- **What you will do**: The entries below should be given again exactly, minus their pictures.

[Collection entries]
------------------------------------------------------------

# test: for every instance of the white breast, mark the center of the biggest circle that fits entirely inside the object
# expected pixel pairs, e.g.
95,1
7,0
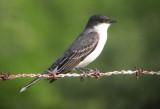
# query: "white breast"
102,30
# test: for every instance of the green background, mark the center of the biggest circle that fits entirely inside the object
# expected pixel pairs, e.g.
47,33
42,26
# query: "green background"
35,33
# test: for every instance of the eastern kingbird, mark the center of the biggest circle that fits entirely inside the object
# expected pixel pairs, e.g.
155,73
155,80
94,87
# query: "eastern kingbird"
85,49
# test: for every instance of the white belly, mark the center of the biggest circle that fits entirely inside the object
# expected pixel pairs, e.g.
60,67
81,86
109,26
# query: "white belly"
96,52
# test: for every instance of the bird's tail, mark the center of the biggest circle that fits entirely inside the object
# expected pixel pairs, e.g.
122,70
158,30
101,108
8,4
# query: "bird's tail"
30,84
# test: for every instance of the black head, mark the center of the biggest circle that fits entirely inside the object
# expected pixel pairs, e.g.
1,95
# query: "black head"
98,19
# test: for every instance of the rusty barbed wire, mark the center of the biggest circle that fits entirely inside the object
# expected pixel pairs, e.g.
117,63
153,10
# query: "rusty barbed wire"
137,72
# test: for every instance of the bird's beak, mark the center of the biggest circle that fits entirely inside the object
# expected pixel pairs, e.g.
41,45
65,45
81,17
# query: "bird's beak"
112,21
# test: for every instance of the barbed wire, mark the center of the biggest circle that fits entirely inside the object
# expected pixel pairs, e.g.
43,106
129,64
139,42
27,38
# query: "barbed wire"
137,72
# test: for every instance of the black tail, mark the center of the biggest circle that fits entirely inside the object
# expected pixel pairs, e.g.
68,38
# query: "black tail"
30,84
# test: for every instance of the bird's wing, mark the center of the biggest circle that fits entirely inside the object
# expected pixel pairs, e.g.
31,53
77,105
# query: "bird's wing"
77,52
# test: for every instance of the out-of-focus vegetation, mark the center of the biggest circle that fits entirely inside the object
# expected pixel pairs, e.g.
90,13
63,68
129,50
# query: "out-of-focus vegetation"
34,33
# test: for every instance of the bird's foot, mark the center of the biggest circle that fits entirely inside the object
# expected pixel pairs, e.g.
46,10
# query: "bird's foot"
53,78
97,74
85,72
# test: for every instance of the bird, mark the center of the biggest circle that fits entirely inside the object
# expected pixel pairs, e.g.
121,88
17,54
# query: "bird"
84,50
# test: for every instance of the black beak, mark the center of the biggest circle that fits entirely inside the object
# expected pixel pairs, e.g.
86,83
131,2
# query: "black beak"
112,21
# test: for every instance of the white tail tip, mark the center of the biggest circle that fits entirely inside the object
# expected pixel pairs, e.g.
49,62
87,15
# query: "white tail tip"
23,89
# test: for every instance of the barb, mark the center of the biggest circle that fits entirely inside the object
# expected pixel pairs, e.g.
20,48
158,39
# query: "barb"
137,72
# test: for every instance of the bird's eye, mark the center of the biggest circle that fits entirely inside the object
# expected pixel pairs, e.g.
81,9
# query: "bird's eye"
100,19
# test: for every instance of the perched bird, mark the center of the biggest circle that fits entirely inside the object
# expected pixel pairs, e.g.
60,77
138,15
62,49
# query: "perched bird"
85,49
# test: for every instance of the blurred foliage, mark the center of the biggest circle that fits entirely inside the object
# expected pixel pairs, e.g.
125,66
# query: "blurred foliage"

------------------------------------------------------------

- **Exercise solution**:
# test: for every instance of the white breast, mark the center of the biggest circle that fits entirely inside the object
# expected pixel pairs, e.g.
95,1
7,0
# query: "white breast"
102,30
# test: for every instance of the green background, mark the center of the biggest circle that fits entirely inside the object
# expected pixel pairs, e.g.
47,33
42,26
# query: "green background"
35,33
# test: for every instance of the eastern kingbird, mark the center of the biggest circle that fits entirely inside the object
# expected pixel pairs, e.g.
155,73
155,80
94,87
# query: "eastern kingbird"
85,49
# test: for every instance of the white belly, mark the center of the biggest circle that fits entirely inside the object
# expected pixel pairs, e.g.
60,67
81,86
109,26
# query: "white belly"
96,52
# test: for every instance of the bird's tail, mark the center of the biggest circle that fits entirely inside the object
# expected pixel pairs, e.g.
122,70
158,30
101,108
8,4
# query: "bird's tail"
30,84
# test: for every instance of the black head, mark the center of the biggest circle that fits entirely inside the object
# expected pixel pairs, e.g.
1,95
# query: "black head"
98,19
# test: for every instance of the rusty barbed wire, mark the center of the biggest circle that fits entirely inside the object
# expected pixel pairs, e.g.
117,63
153,10
# query: "rusty barbed wire"
137,72
# test: for every instance of the bird's beak, mark the center of the biggest circle that fits entirely inside the object
# expected pixel pairs, e.g.
41,45
65,45
81,17
# query: "bird's beak"
112,21
# test: for every instance of the barbed wire, mark the center of the biggest circle that fits entirely inside the object
# expected pixel pairs, e.g.
43,106
129,64
139,42
27,38
# query: "barbed wire"
137,72
# test: for every instance of the black tail, mark the center of the biggest circle that fits entirely inside the object
# expected pixel pairs, e.g.
68,38
# query: "black tail"
30,84
# test: for every instance of the bird's wing, mark the center of the biggest circle that fits entirely inside the object
# expected pixel pairs, e.g.
31,53
77,105
# query: "bird's wing"
77,52
# test: for every instance of the out-of-focus vegetation, mark the center of the biggest circle that fits entirely inside the object
# expected pixel pairs, e.g.
90,13
63,68
129,50
# query: "out-of-focus vegetation"
34,33
# test: for every instance of the bird's foot, mark the center of the biggest circle that fits entirely inside the object
# expected pixel pairs, e.g.
46,10
# query: "bird's foot"
53,78
97,74
85,72
# test: for every instance of the bird, mark the center of the biggest circle that fits entirely inside the object
# expected pixel pairs, e.g.
121,88
17,54
# query: "bird"
84,50
# test: for every instance of the black beak, mark the center of the biggest circle that fits entirely inside the object
# expected pixel pairs, e.g.
86,83
131,2
# query: "black beak"
112,21
# test: for every instance of the white tail tip, mark the center of the biggest circle that fits entirely inside the object
# expected pixel pairs, e.g.
49,62
87,15
# query: "white tail tip"
23,89
# test: for every instance of the barb, mark the center of the biggest circle that fits entirely inside the object
# expected pixel pairs, e.g.
20,48
158,39
# query: "barb"
137,72
# test: for every instance of the bird's eye, mark the center of the biggest circle that fits entirely inside the object
# expected pixel pairs, e.g.
81,9
# query: "bird's eye"
100,19
# test: for every instance of the perched bird, mark the center of the biggest circle that fits entirely inside the object
# expected pixel pairs, e.g.
60,77
138,15
62,49
# query: "perched bird"
85,49
# test: for every instance of the blurred foliage, mark the center of the biggest circle that fits entirely inside the object
# expected pixel pairs, e.g.
125,66
# query: "blurred foliage"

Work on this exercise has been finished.